== YOUR GOAL ==
How do the lines below between the ones holding "Task: predict the" and "positive clicks: (391, 268)", inclusive, read? Give them again exactly, with no other lines.

== MATERIAL PROVIDED ==
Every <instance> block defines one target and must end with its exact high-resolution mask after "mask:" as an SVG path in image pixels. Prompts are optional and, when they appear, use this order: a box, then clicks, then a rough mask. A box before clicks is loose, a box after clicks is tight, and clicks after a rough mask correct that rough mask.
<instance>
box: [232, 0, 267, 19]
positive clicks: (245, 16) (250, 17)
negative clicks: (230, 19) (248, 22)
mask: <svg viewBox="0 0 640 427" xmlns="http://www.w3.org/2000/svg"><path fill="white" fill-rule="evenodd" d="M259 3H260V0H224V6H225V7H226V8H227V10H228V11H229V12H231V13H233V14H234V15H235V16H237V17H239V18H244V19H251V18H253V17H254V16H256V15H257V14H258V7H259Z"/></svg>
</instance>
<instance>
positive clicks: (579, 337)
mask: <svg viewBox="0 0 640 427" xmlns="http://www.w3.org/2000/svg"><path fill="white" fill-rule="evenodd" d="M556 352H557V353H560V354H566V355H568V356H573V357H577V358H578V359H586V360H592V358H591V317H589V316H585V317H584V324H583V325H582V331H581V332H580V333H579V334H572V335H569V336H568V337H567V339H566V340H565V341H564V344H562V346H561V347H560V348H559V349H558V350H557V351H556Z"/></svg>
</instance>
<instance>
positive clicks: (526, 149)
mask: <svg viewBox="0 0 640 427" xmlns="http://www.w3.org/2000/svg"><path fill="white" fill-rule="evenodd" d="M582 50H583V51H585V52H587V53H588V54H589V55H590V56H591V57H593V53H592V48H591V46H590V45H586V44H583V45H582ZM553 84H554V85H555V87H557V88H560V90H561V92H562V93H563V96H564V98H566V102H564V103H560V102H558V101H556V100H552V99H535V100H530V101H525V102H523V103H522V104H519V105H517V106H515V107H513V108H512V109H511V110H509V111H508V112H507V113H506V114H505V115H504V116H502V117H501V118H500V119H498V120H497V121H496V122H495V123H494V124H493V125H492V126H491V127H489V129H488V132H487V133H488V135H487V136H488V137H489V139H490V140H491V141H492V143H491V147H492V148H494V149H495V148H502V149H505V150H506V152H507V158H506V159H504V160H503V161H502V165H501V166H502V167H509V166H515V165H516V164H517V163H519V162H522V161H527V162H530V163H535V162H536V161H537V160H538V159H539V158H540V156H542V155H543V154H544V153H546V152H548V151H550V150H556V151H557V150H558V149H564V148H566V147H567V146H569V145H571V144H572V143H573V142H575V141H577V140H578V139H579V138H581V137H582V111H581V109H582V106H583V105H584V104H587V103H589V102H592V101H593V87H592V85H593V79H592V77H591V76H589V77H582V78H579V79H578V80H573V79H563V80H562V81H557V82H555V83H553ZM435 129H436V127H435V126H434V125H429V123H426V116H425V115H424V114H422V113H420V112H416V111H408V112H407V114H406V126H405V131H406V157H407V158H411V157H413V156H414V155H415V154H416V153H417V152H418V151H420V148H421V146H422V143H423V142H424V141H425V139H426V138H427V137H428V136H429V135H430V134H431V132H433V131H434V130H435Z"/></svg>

...

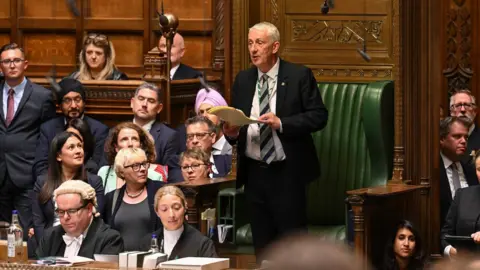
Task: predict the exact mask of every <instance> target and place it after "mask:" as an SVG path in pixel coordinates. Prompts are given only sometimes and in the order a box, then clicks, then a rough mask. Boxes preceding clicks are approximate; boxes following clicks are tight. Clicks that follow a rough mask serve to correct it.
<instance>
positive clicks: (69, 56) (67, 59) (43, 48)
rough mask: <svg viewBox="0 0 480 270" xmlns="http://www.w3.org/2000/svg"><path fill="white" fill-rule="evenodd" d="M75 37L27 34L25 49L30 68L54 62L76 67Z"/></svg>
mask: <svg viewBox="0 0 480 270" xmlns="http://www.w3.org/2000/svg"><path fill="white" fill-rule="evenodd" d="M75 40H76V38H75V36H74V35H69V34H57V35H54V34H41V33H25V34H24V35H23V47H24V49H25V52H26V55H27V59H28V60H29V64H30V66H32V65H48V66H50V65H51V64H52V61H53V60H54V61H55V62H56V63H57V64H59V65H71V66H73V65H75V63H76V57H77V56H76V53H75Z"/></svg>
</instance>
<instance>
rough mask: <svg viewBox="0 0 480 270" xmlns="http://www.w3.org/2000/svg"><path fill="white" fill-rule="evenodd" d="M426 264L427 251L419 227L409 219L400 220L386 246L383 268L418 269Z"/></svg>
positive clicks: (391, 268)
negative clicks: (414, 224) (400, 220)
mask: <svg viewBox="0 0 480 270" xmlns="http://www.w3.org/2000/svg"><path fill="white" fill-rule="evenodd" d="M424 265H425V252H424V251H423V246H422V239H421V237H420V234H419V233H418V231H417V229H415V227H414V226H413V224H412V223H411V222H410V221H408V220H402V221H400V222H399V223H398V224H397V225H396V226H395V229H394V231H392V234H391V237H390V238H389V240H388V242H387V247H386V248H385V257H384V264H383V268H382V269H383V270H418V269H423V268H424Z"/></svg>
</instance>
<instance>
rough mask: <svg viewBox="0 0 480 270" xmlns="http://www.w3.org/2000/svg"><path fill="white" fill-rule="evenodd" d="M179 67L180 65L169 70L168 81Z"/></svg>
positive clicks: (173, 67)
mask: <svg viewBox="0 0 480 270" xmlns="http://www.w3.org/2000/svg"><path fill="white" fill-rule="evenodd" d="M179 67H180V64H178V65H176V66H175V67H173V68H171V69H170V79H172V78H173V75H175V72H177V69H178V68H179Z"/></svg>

* * *

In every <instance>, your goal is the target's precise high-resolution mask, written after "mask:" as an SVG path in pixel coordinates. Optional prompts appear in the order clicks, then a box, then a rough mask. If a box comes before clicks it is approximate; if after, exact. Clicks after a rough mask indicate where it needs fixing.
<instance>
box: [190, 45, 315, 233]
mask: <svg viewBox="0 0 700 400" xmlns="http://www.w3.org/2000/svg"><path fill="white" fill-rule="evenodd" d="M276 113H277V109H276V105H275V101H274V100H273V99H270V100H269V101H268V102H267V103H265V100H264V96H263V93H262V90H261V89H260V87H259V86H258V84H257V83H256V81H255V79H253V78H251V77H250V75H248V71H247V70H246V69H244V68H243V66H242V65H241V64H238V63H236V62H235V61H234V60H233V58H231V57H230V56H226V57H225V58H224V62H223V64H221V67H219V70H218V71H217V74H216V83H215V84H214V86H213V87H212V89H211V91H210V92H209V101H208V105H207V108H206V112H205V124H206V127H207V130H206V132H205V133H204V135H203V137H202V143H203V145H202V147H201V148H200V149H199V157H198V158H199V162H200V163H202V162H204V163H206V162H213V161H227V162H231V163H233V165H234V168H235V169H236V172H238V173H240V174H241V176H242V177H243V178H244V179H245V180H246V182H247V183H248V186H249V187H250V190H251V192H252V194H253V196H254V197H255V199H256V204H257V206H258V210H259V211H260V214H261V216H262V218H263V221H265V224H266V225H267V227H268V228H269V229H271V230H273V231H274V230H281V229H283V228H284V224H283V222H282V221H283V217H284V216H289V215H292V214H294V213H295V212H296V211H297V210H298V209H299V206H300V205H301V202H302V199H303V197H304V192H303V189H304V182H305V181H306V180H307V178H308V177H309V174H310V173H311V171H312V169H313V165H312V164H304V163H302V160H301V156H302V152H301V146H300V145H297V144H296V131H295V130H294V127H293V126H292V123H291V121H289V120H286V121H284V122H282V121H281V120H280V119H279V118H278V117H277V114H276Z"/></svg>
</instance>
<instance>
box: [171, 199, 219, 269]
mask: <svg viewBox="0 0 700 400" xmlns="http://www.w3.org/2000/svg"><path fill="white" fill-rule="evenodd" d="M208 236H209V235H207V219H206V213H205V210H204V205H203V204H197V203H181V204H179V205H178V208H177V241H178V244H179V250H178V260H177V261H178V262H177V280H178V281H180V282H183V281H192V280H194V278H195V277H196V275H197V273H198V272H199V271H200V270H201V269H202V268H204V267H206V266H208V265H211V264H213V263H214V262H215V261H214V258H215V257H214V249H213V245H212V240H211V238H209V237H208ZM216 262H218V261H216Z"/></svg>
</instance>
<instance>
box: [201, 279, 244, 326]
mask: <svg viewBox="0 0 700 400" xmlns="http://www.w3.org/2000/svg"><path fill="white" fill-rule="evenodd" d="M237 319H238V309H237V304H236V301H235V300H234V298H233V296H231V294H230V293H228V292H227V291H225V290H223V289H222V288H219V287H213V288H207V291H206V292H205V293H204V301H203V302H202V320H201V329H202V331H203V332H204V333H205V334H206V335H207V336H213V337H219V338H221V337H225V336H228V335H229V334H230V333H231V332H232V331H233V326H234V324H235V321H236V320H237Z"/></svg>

== TASK RESPONSE ==
Task: predict the exact mask of every <instance> target and place it after "mask:" as an SVG path in pixel coordinates. Prompts are given only sometimes and in the order a box, then clicks, then a rough mask. Boxes preceding clicks are approximate; boxes following clicks are tight. Clicks that follow a rough mask serve to correct it.
<instance>
positive clicks: (69, 56) (67, 59) (43, 48)
rough mask: <svg viewBox="0 0 480 270" xmlns="http://www.w3.org/2000/svg"><path fill="white" fill-rule="evenodd" d="M75 37L27 34L25 49L30 68L54 62L76 67Z"/></svg>
mask: <svg viewBox="0 0 480 270" xmlns="http://www.w3.org/2000/svg"><path fill="white" fill-rule="evenodd" d="M75 40H76V38H75V36H74V35H69V34H57V35H54V34H41V33H25V34H24V35H23V47H24V49H25V52H26V55H27V59H28V60H29V64H30V66H32V65H48V66H50V65H51V64H52V61H53V60H54V61H55V62H56V63H57V64H59V65H71V66H73V65H75V63H76V57H77V56H76V53H75Z"/></svg>
</instance>
<instance>
rough mask: <svg viewBox="0 0 480 270" xmlns="http://www.w3.org/2000/svg"><path fill="white" fill-rule="evenodd" d="M426 264L427 251L419 227L409 219L400 220L386 246L383 268L418 269Z"/></svg>
positive clicks: (391, 268)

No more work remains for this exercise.